→ **EXCERPT TO READ**:
--- start ---
Here are the ratios that I've been using successfully for more than a decade to uncover the best value companies:
1. Low Price to Earnings (P/E): Select only those companies with total shares that are worth less than 10 times their earnings or profits.
2. Low Price to Book (P/B): 3 is my cut-off. But when a company's total share value is less than twice its net asset value (book value), I get excited.
3. Low Price to Cash Flow (P/CF): Price shouldn't be more than 10 times cash flow. Remember, cash is the real deal. Net income isn't.
If a company passes all three of the above tests, you have a company worth looking into. If you see that it's bringing in more and more customers at low cost, you probably have a winner on your hands.
Squeezing higher returns from the stock market to make your portfolio hum is surprisingly easy when you buy value stocks.
David Dreman, in his book Contrarian Investment Strategies: The Next Generation, investigates four ways to buy low. Look for:
1.
Low Price to Earnings (P/E)
2. Low Price to Book (P/B)
3. Low Price to Cash Flow (P/CF)
4. Low Price to Dividend
I don't even use that last criterion when I look at stocks, and neither should you. Mr. Dreman concurs, saying it's the least effective of the four strategies - although all four individually beat the market index with ease.
To make best use of the above numbers, invest in a stock only if the first three (P/E, P/B, and P/CF) all show low ratios. If you do only this, without any further research or work, you'll come out ahead of the market.
--- end ---
Point annotation records
--- start ---
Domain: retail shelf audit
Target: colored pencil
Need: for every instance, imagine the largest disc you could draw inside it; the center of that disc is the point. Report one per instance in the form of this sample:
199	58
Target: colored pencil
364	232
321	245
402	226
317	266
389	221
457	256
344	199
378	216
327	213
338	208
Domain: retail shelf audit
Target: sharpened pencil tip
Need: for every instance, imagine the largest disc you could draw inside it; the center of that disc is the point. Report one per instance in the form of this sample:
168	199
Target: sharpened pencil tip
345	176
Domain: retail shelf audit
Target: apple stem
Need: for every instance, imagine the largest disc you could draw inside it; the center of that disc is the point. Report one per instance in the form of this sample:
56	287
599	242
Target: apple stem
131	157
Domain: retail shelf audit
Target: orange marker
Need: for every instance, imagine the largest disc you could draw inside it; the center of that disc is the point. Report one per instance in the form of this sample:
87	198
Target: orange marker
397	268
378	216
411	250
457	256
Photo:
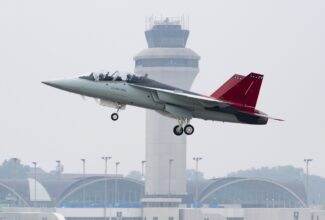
--- end ---
→ **PROBLEMS AND TASKS**:
1 - Please reproduce the passage from the value-stock excerpt, starting at "2. Low Price to Book (P/B): 3" and ending at "buy value stocks.".
2 - Decide whether each statement agrees with the value-stock excerpt. Answer yes or no, and quote the words that settle it. (a) The author's cut-off for price to book is 3. (b) Dreman calls low price to dividend the most effective of the four strategies. (c) The price-to-earnings test selects companies whose total shares are worth less than 10 times their earnings.

→ **WORKED SOLUTIONS**:
1 -
2. Low Price to Book (P/B): 3 is my cut-off. But when a company's total share value is less than twice its net asset value (book value), I get excited.
3. Low Price to Cash Flow (P/CF): Price shouldn't be more than 10 times cash flow. Remember, cash is the real deal. Net income isn't.
If a company passes all three of the above tests, you have a company worth looking into. If you see that it's bringing in more and more customers at low cost, you probably have a winner on your hands.
Squeezing higher returns from the stock market to make your portfolio hum is surprisingly easy when you buy value stocks.

2 -
(a) Yes: "3 is my cut-off."
(b) No: "it's the least effective of the four strategies"
(c) Yes: "Select only those companies with total shares that are worth less than 10 times their earnings or profits."